[Data entries]
↓↓↓
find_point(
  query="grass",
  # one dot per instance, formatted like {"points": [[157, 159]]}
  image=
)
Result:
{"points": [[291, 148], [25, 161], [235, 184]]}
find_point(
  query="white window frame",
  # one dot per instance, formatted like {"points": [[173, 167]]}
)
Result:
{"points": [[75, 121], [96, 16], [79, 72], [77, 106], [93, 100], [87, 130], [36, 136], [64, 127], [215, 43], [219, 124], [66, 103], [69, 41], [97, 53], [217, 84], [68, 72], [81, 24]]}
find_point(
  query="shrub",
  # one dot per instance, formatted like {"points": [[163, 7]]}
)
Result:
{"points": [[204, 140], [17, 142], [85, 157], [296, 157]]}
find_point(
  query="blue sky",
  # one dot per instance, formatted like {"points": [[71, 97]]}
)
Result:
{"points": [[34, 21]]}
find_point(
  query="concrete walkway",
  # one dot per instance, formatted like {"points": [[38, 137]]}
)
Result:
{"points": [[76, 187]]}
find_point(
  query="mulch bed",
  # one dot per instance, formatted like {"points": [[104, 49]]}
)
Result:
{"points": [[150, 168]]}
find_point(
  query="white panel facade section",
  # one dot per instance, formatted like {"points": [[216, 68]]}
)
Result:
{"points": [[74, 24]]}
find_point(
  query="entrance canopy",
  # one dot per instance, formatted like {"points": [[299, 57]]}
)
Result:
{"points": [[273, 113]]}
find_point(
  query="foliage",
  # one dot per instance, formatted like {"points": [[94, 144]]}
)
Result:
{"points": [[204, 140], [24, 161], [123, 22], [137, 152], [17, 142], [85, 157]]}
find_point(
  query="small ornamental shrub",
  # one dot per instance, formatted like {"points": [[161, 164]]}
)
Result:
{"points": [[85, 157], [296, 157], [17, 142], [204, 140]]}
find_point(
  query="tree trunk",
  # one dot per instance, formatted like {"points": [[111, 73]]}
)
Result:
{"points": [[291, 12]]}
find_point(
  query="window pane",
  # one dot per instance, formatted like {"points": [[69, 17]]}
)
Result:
↑↑↑
■ Challenge
Every line above should be retyped exactly as given.

■ Response for this exercise
find_point(
  query="grass",
  # one dot per instance, formatted like {"points": [[157, 159]]}
  image=
)
Result:
{"points": [[291, 148], [25, 161], [235, 184]]}
find_point(
  query="white window frame",
  # one dot per instance, formatted like {"points": [[173, 167]]}
)
Result:
{"points": [[75, 121], [96, 16], [79, 72], [77, 106], [93, 100], [87, 130], [36, 136], [64, 127], [215, 43], [219, 124], [66, 103], [69, 41], [97, 53], [217, 84], [68, 72], [81, 24]]}
find_point(
  query="shrub",
  # one dot per instance, formatted like {"points": [[163, 7]]}
)
Result:
{"points": [[204, 140], [17, 142], [85, 157], [296, 157]]}
find_point(
  query="blue sky",
  # one dot per instance, formatted like {"points": [[71, 97]]}
)
Result:
{"points": [[34, 21]]}
find_point(
  query="concrete walkway",
  # one dot per instance, formatted like {"points": [[38, 137]]}
)
Result:
{"points": [[76, 187]]}
find_point(
  query="mulch bed",
  # one dot per instance, formatted like {"points": [[104, 49]]}
)
Result:
{"points": [[150, 168]]}
find_point(
  query="white panel facade section",
  # one dot per instance, formatted like {"points": [[216, 68]]}
)
Result:
{"points": [[74, 24]]}
find_point(
  query="entrance canopy",
  # one dot per instance, formatted like {"points": [[299, 57]]}
)
Result:
{"points": [[273, 113]]}
find_point(
  query="foliage",
  # one dot per instance, formatted like {"points": [[94, 144]]}
)
Result:
{"points": [[204, 140], [24, 161], [123, 22], [137, 152], [17, 142], [85, 157]]}
find_point(
  query="small ornamental shrub",
  # one dot per instance, formatted like {"points": [[161, 164]]}
)
Result:
{"points": [[85, 157], [296, 157], [17, 142], [204, 140]]}
find_point(
  query="tree trunk",
  # one dot per instance, formatted like {"points": [[111, 73]]}
)
Result:
{"points": [[291, 12]]}
find_point(
  query="window pane",
  # one dot per instance, formatted like {"points": [[69, 17]]}
)
Result:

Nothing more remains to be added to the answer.